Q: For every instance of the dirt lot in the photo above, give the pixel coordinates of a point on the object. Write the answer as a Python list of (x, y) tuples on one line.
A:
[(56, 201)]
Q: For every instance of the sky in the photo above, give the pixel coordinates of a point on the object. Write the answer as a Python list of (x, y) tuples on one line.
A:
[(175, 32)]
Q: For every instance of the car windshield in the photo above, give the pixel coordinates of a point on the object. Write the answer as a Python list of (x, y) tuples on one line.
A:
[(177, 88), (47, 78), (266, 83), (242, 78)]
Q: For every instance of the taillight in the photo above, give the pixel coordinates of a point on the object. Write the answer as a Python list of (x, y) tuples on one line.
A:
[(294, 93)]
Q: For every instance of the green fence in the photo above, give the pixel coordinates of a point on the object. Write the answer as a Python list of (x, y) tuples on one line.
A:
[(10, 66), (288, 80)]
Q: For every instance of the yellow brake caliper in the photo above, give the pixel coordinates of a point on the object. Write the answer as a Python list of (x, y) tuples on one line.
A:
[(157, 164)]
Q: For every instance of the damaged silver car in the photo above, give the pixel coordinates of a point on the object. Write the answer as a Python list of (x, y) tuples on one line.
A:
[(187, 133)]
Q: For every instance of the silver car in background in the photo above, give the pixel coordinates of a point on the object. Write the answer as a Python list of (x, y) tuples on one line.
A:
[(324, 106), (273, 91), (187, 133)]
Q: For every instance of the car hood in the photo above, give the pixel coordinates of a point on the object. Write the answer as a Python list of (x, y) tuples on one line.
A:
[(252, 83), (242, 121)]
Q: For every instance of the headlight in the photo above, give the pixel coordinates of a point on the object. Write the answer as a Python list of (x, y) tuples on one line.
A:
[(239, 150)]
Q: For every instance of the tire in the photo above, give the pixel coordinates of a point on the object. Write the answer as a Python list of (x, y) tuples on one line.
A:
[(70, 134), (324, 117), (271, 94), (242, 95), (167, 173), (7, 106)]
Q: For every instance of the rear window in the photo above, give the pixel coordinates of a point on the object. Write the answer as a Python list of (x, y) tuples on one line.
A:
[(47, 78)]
* * * * *
Copy the full listing above word for word, keeping every line as it appears.

◆ **Task answer**
Q: For every instance of the dirt lot in the photo above, give the pixel coordinates of a point on the object. Write the answer as a Python list of (x, y) tuples on one line.
A:
[(56, 201)]
Q: For every instance of the sky in the photo above, give the pixel coordinates of a point on the object. Write the answer as a Python list of (x, y) tuples on one line.
A:
[(175, 32)]
Q: For every instance of the car windshield in the photo above, give the pixel coordinates of a point on the object. Write the answer as a Python list of (x, y) tuples on one line.
A:
[(177, 88), (47, 78), (266, 83), (242, 78)]
Q: For every instance of the taillight in the photo above, give the pixel coordinates of a point on the object. Write the answer as a Python list of (x, y) tuples on one line.
A:
[(294, 93)]
Q: For every instance of the green fence in the photo above, give the pixel coordinates of a point on the object. Write the answer as a Python list of (x, y) tuples on one line.
A:
[(10, 66), (288, 80)]
Q: For every instance of the yellow brake caliper in the photo above, give the pixel coordinates of a point on the object. Write the answer as a Python list of (x, y) tuples on one line.
A:
[(157, 164)]
Q: For every instance of the damaged silver car in the photo above, give the pixel coordinates of a point on the object. Write the answer as a Python list of (x, y) tuples on one line.
A:
[(187, 133)]
Q: For every instance of the silver car in background in the photo above, give the pixel coordinates of a point on the object. Write the answer as a Python list of (x, y) tuples on one line.
A:
[(324, 106), (273, 91), (187, 133)]
Q: For every instance of the car hood in the photo above, give the pixel coordinates of a point on the object. Write the answer as a Python list of (x, y) tuples on one line.
A:
[(252, 83), (242, 121)]
Q: For every instance of the headlight in the photo above, give the pixel coordinates of a point on the object. Write the answer as a Python list of (x, y) tuples on one line.
A:
[(239, 150)]
Q: For every instance of the tire in the photo above, give the pixel coordinates of a point on the object. Write the answer as a Python list of (x, y) tuples on one line.
A:
[(70, 134), (324, 117), (271, 94), (242, 95), (167, 173), (7, 106)]
Q: For every instance of the rear window in the photo above, give the pixel coordinates of a point on the object. Write the answer as a Python list of (x, y) tuples on one line.
A:
[(47, 78)]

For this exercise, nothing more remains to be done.